[Exercise instructions] Each entry below must be repeated exactly. Leave the pictures out of it.

(Point-per-instance localization data)
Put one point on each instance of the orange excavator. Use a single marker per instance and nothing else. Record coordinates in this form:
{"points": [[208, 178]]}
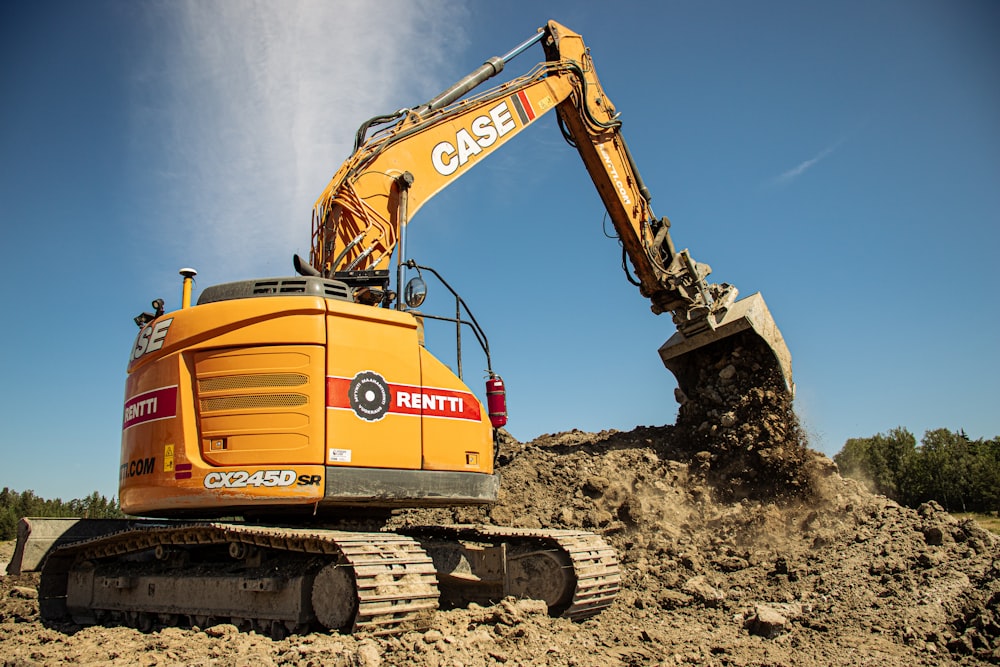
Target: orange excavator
{"points": [[271, 428]]}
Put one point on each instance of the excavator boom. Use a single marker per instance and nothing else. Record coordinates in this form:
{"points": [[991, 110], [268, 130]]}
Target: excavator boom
{"points": [[412, 155]]}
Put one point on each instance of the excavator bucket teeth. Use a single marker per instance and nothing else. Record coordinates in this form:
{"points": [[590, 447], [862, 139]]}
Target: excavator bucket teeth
{"points": [[748, 322]]}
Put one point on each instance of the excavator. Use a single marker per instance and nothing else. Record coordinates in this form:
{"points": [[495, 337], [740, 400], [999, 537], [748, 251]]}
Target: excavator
{"points": [[270, 429]]}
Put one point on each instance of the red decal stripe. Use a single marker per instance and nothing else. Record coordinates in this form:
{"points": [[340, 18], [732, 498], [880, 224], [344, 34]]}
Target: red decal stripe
{"points": [[407, 399], [526, 103], [150, 406]]}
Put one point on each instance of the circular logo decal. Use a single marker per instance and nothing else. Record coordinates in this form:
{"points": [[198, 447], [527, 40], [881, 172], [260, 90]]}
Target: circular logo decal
{"points": [[369, 396]]}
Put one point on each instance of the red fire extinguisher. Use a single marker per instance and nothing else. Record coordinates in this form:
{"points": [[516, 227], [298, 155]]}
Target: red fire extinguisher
{"points": [[496, 400]]}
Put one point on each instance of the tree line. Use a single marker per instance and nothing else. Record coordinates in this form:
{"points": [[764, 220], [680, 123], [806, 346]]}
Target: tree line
{"points": [[14, 505], [961, 474]]}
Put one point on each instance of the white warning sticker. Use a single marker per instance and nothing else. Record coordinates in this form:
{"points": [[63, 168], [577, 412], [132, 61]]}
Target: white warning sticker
{"points": [[339, 455]]}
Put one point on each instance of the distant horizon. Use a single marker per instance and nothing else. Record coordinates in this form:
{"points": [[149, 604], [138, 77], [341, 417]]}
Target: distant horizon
{"points": [[842, 160]]}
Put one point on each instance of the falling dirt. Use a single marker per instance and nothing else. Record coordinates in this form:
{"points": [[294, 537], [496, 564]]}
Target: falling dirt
{"points": [[739, 546]]}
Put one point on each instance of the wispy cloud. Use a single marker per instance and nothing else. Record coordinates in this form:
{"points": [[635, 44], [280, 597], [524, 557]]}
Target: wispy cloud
{"points": [[261, 103], [790, 175]]}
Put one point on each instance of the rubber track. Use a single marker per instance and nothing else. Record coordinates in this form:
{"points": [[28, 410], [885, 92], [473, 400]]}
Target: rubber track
{"points": [[595, 563], [395, 578]]}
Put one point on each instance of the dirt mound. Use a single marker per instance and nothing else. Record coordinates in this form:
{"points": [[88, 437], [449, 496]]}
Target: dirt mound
{"points": [[738, 545], [832, 576], [738, 420]]}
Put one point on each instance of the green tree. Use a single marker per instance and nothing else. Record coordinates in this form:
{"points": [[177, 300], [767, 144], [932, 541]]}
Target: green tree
{"points": [[880, 461]]}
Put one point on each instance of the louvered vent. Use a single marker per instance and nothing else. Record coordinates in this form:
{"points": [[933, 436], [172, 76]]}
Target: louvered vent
{"points": [[297, 286]]}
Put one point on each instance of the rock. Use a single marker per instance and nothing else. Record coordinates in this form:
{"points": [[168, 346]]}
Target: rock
{"points": [[699, 588], [766, 622], [433, 636], [595, 485], [24, 592], [369, 654], [222, 630]]}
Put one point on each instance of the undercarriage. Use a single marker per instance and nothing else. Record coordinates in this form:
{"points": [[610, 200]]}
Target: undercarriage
{"points": [[279, 580]]}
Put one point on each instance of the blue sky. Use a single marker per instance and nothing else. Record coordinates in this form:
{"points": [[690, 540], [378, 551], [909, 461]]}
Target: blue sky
{"points": [[841, 158]]}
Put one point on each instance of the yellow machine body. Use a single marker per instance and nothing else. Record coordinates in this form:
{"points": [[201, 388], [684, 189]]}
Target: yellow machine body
{"points": [[285, 401]]}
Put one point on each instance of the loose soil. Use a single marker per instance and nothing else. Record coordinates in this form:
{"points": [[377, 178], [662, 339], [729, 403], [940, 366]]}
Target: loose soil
{"points": [[739, 546]]}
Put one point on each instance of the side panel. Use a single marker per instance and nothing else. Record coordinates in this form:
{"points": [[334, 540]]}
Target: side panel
{"points": [[369, 351], [453, 440], [253, 369]]}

[Exercise solution]
Put one point on each instance of the orange excavator. Use a single marker per instance and nothing else. Record coordinates in this form:
{"points": [[208, 178]]}
Target: orange excavator
{"points": [[271, 428]]}
Put one point on each instance of the excavator boom. Use a single marker per instance and nothing else. Record coordinates in this form:
{"points": [[991, 110], [268, 130]]}
Target: excavator boom
{"points": [[412, 155]]}
Put one point on each instance of the excavator bucket teeth. Use a single marker per instance and nothing else. Record coordinates in this form:
{"points": [[590, 447], [862, 139]]}
Target: excavator bucket teeth
{"points": [[748, 322]]}
Put one point on each instance of the excavator. Use a single marker per instance and nothing else. Record coordinates in this form:
{"points": [[495, 337], [740, 400], [999, 537], [748, 251]]}
Target: excavator
{"points": [[270, 429]]}
Put one point on each instance of the red decal stripe. Use a single marker per instance and nothing else. Record coordinates in this form:
{"points": [[340, 18], [732, 498], [880, 224], [344, 34]]}
Target: red decal stripe
{"points": [[407, 399], [526, 103], [150, 406]]}
Put one point on each instance of the circular logo decal. Use a single marker per instance and nothing else. Record coordinates in this form:
{"points": [[198, 447], [527, 40], [881, 172], [260, 90]]}
Target: circular logo decal
{"points": [[369, 396]]}
Put one point on each instance of the red fire extinguisher. Use a single marker per instance and nothing else. Record coordinates in this form:
{"points": [[516, 227], [298, 155]]}
Target: red fire extinguisher
{"points": [[496, 400]]}
Put one point on each instance of the tree line. Use a single marker per instance and nothing else. Record coordinates in this form:
{"points": [[764, 220], [680, 123], [806, 346]]}
Target: tree line
{"points": [[14, 505], [961, 474]]}
Put one point on each instance of the white warning sticker. Use a single marker per instance and nothing else. Record coordinates in this form:
{"points": [[63, 168], [577, 412], [132, 61]]}
Target: white warning sticker
{"points": [[339, 455]]}
Put one point on each instance of the distant horizon. Use a single marker per instance and nothing else. Record coordinates in this form:
{"points": [[149, 604], [138, 77], [341, 417]]}
Target: distant horizon
{"points": [[842, 160]]}
Put one point on each instance of the falling dirt. Use a single marker per instance and nothing else. Record coordinates in this form:
{"points": [[294, 537], [496, 564]]}
Target: falling dirt
{"points": [[739, 546]]}
Put one point on each instance of the wispy cloud. Use a single marker per instance and nothing else. Record coordinates in this form:
{"points": [[635, 44], [280, 597], [524, 557]]}
Target: wispy cloud
{"points": [[261, 103], [790, 175]]}
Put one point on each instance of the rubber track. Use a single marker per instance and nothing else. Record coordinates in this form:
{"points": [[28, 410], [885, 92], [473, 400]]}
Target: rubber track
{"points": [[595, 563], [395, 578]]}
Put one point on each instance of the dirt mound. Use a single marker per instance and nothing else. Record coordinates in this form:
{"points": [[88, 437], [449, 496]]}
Target: dirt mound
{"points": [[738, 545], [832, 576], [738, 420]]}
Put one point on each instance of the green tree. Use a single marker per instance and nothing else. Record coordinates in this form:
{"points": [[177, 300], [767, 144], [932, 541]]}
Target: green tree
{"points": [[880, 461]]}
Put one point on each instance of the louvered vent. Use a single marker per instance and nothing else. Record coordinates in this form:
{"points": [[933, 436], [172, 76]]}
Target: louvered vent
{"points": [[297, 286]]}
Put one point on each instance of the rock. Use a single marker per instance and nothing else. Record coordinates in this form:
{"points": [[168, 346]]}
Target: rock
{"points": [[699, 588], [766, 622], [433, 636], [595, 485], [24, 592], [369, 654], [222, 630]]}
Put one point on each instance of the undercarriage. Use a single marker per instance and nothing else. Record coordinates in this form:
{"points": [[610, 200]]}
Target: undercarriage
{"points": [[279, 580]]}
Put one point on each instance of the blue sky. Use a single marker per instance and nothing else. Record coordinates in this form:
{"points": [[690, 540], [378, 551], [909, 461]]}
Target: blue sky
{"points": [[841, 158]]}
Put one point on each instance of the yellow machine body. Use a single marker per instance and nothing else. Record coordinates in this form:
{"points": [[201, 388], [684, 189]]}
Target: yellow machine body
{"points": [[285, 401]]}
Put one point on each instance of the loose soil. Use a single marker per instance and nothing else. Record coordinates in this form:
{"points": [[377, 178], [662, 339], [729, 403], [940, 366]]}
Target: loose soil
{"points": [[739, 546]]}
Put one point on each instance of the side panel. Use a single marker per instance and nothing else. Record coordinates in this form:
{"points": [[334, 540]]}
Target: side panel
{"points": [[369, 351], [453, 440], [253, 369]]}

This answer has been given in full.